* _WHAT THE EXERCISE ASKS_
Your answer is a copy of every line in the records where "drawer" appears.

[Stored data entries]
┄┄┄┄┄┄┄┄┄┄┄┄┄┄┄┄┄┄┄┄

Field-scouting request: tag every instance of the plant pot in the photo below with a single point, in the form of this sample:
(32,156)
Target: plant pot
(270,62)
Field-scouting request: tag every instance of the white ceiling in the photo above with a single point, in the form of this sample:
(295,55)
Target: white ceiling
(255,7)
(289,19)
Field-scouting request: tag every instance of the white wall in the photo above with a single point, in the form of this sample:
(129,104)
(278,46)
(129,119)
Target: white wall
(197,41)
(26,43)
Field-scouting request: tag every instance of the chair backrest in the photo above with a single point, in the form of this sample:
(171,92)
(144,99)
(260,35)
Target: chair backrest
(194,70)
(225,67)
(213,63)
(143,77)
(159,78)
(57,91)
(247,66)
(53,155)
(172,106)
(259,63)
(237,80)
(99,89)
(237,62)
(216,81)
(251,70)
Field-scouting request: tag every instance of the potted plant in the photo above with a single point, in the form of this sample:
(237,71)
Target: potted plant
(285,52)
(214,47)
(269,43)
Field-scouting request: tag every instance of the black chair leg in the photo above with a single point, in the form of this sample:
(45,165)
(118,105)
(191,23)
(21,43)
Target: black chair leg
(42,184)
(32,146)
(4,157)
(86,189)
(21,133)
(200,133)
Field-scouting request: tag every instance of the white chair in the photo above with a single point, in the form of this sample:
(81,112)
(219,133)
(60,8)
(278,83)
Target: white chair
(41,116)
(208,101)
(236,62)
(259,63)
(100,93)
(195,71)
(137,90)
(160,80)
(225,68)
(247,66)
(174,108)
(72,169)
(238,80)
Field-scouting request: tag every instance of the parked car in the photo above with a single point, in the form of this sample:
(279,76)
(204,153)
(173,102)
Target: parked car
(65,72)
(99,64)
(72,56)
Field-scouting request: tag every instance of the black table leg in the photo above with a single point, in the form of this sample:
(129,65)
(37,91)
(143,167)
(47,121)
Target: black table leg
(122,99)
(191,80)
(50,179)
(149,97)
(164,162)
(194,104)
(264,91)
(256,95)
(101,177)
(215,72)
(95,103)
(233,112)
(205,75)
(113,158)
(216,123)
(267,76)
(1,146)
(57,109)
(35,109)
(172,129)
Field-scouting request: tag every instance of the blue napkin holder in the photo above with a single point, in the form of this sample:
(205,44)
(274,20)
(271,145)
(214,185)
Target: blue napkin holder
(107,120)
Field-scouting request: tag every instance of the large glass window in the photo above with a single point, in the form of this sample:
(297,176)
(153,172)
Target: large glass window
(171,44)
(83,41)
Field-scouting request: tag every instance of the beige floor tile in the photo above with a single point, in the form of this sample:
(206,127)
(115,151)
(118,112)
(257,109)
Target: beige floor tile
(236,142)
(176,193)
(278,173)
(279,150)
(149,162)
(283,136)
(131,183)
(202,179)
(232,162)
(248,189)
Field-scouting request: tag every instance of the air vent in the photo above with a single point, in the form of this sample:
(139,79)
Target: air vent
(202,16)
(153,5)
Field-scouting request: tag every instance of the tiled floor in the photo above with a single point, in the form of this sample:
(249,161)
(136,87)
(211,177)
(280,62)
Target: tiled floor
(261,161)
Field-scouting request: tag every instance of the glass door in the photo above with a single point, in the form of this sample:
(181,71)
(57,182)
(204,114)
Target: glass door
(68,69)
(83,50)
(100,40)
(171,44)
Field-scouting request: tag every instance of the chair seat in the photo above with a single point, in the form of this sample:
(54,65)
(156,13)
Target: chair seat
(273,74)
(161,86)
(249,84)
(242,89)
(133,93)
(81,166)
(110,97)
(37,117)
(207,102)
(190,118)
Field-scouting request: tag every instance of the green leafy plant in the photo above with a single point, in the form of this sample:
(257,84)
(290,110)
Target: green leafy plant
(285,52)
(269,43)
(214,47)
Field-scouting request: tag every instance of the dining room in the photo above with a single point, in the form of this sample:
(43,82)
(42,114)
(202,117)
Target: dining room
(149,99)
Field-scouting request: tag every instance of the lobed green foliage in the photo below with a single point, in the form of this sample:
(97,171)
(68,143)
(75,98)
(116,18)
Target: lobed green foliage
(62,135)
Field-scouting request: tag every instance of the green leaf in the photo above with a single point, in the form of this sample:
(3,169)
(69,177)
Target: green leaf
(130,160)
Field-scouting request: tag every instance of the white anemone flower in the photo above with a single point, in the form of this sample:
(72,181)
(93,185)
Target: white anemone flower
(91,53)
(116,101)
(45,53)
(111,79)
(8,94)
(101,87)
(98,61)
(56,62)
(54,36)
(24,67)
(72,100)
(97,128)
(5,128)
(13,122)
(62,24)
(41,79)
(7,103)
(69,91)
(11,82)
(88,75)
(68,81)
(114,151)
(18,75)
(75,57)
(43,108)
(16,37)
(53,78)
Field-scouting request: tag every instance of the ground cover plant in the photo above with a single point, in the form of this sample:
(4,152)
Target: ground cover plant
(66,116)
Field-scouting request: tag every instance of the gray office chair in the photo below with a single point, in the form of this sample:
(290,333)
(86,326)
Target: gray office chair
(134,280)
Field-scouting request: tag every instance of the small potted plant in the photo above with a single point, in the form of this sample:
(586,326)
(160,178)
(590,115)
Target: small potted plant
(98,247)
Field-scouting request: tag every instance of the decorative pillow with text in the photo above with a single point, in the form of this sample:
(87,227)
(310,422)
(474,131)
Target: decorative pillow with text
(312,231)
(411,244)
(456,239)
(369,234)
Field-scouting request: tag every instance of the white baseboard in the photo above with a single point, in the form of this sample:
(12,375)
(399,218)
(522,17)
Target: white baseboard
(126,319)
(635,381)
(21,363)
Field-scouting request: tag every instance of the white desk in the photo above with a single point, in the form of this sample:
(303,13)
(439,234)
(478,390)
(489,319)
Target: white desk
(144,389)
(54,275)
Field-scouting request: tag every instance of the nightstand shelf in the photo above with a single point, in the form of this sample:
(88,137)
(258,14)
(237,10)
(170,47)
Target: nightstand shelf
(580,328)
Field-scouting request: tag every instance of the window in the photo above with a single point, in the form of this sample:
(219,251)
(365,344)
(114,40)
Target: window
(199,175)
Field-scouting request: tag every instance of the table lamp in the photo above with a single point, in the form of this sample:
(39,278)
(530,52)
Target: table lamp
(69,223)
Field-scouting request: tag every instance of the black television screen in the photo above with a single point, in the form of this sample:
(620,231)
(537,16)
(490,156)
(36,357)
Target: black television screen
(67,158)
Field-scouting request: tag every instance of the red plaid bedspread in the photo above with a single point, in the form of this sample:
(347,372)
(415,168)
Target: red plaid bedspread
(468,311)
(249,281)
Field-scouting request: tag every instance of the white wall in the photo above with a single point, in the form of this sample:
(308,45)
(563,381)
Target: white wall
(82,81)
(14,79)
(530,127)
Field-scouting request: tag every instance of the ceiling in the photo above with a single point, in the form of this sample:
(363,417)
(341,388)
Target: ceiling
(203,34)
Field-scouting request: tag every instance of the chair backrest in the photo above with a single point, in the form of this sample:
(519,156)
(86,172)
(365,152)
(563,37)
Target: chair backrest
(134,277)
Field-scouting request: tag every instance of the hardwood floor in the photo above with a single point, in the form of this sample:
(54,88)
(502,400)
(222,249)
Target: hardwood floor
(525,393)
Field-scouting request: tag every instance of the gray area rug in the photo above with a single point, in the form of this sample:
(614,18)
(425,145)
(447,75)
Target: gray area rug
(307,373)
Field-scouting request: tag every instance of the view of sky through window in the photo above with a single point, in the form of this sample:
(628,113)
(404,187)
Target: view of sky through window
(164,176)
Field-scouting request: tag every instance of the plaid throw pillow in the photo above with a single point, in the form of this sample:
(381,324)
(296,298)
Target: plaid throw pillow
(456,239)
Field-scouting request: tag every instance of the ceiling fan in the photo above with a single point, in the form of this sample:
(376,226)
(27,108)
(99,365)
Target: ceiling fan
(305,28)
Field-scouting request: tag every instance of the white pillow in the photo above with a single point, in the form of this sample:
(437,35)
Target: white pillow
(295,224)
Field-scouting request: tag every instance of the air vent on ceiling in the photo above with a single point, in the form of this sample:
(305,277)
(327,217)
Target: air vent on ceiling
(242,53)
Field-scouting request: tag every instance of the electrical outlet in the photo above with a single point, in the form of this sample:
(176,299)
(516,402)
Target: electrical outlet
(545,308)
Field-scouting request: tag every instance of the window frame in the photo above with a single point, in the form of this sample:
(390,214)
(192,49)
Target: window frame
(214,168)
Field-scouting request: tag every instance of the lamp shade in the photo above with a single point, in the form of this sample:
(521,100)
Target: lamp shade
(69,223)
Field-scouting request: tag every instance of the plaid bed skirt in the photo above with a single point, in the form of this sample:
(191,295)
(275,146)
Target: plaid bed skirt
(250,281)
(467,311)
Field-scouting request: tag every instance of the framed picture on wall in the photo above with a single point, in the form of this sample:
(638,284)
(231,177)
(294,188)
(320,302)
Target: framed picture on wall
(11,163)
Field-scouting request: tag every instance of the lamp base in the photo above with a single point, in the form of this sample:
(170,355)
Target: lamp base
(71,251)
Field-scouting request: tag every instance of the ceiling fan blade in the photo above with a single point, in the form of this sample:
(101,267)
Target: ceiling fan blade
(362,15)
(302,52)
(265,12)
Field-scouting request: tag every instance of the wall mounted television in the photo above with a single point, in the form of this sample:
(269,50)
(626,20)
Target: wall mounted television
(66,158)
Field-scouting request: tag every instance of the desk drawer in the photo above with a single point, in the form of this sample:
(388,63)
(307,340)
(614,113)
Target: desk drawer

┄┄┄┄┄┄┄┄┄┄┄┄┄┄┄┄┄┄┄┄

* _SOLUTION TO THE EXERCISE_
Field-scouting request: tag every instance of the desk drawer in the photo above with a single point, in the form of this sample:
Target: desk drawer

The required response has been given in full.